## GIVEN TASK
Please write out, unchanged, the lines starting at the one that contains "task: provide the mask of every instance of the row" and ending at the one that contains "595 259 L 593".

[Rows from a segmentation dataset]

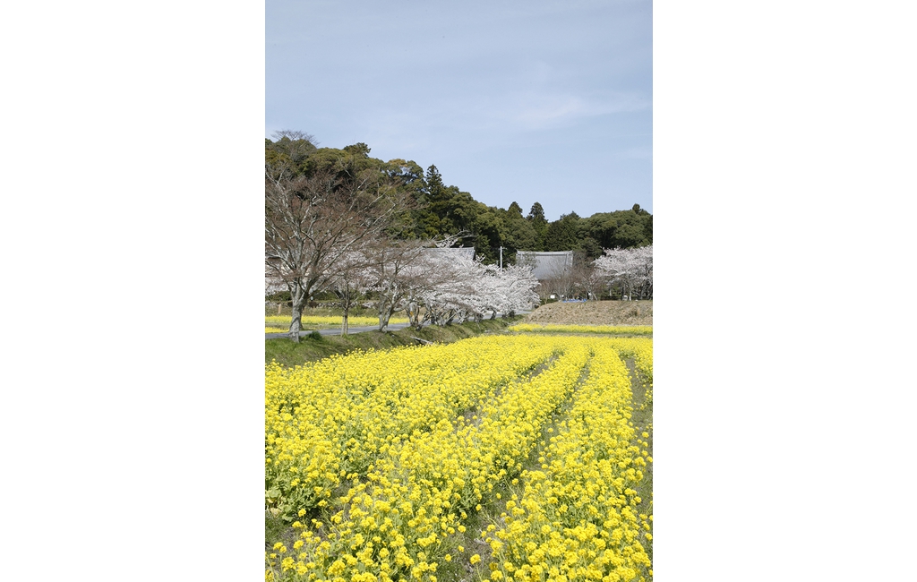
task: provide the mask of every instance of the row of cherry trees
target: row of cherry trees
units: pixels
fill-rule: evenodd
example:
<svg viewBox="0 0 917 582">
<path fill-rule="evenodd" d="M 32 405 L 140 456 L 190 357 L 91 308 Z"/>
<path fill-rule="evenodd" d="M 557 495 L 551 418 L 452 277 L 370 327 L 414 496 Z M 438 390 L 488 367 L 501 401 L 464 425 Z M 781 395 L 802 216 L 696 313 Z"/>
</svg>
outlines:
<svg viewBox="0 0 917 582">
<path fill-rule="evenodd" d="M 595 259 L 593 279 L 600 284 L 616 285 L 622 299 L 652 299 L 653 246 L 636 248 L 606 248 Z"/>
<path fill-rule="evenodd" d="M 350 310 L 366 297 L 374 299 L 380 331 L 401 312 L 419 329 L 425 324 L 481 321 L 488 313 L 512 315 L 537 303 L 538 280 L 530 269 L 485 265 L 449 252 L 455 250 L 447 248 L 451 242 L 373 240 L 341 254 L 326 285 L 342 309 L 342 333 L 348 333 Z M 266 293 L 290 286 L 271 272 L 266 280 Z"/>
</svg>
---
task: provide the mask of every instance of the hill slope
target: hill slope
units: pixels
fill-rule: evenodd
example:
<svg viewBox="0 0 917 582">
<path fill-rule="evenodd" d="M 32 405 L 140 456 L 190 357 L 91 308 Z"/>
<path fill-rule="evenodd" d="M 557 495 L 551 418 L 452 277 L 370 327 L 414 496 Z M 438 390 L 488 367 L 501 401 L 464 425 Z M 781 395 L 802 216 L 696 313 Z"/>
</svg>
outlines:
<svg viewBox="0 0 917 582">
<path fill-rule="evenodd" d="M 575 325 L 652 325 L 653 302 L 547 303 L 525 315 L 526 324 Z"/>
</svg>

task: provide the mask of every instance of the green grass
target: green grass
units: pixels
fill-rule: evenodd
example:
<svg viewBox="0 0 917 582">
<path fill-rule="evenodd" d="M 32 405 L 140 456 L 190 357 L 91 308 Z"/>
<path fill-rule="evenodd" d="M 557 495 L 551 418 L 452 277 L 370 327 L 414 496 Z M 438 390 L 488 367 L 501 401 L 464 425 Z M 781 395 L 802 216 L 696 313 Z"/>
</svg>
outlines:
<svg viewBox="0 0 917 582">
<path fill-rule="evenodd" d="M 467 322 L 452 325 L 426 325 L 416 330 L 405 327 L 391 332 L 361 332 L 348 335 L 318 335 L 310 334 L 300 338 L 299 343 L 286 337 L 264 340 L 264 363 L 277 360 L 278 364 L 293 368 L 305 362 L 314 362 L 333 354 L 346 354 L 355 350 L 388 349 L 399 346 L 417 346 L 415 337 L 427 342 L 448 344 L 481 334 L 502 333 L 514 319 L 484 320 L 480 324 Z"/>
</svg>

## EXERCISE RESULT
task: provide the mask of every instance of the row of cherry trees
target: row of cherry trees
units: pixels
fill-rule: evenodd
example:
<svg viewBox="0 0 917 582">
<path fill-rule="evenodd" d="M 32 405 L 140 456 L 190 357 L 91 308 Z"/>
<path fill-rule="evenodd" d="M 557 495 L 551 418 L 452 277 L 370 327 L 414 496 Z M 438 390 L 488 367 L 501 401 L 464 425 Z M 781 395 L 802 216 L 696 313 Z"/>
</svg>
outlines:
<svg viewBox="0 0 917 582">
<path fill-rule="evenodd" d="M 595 259 L 593 279 L 600 284 L 616 285 L 622 299 L 652 299 L 653 246 L 636 248 L 606 248 Z"/>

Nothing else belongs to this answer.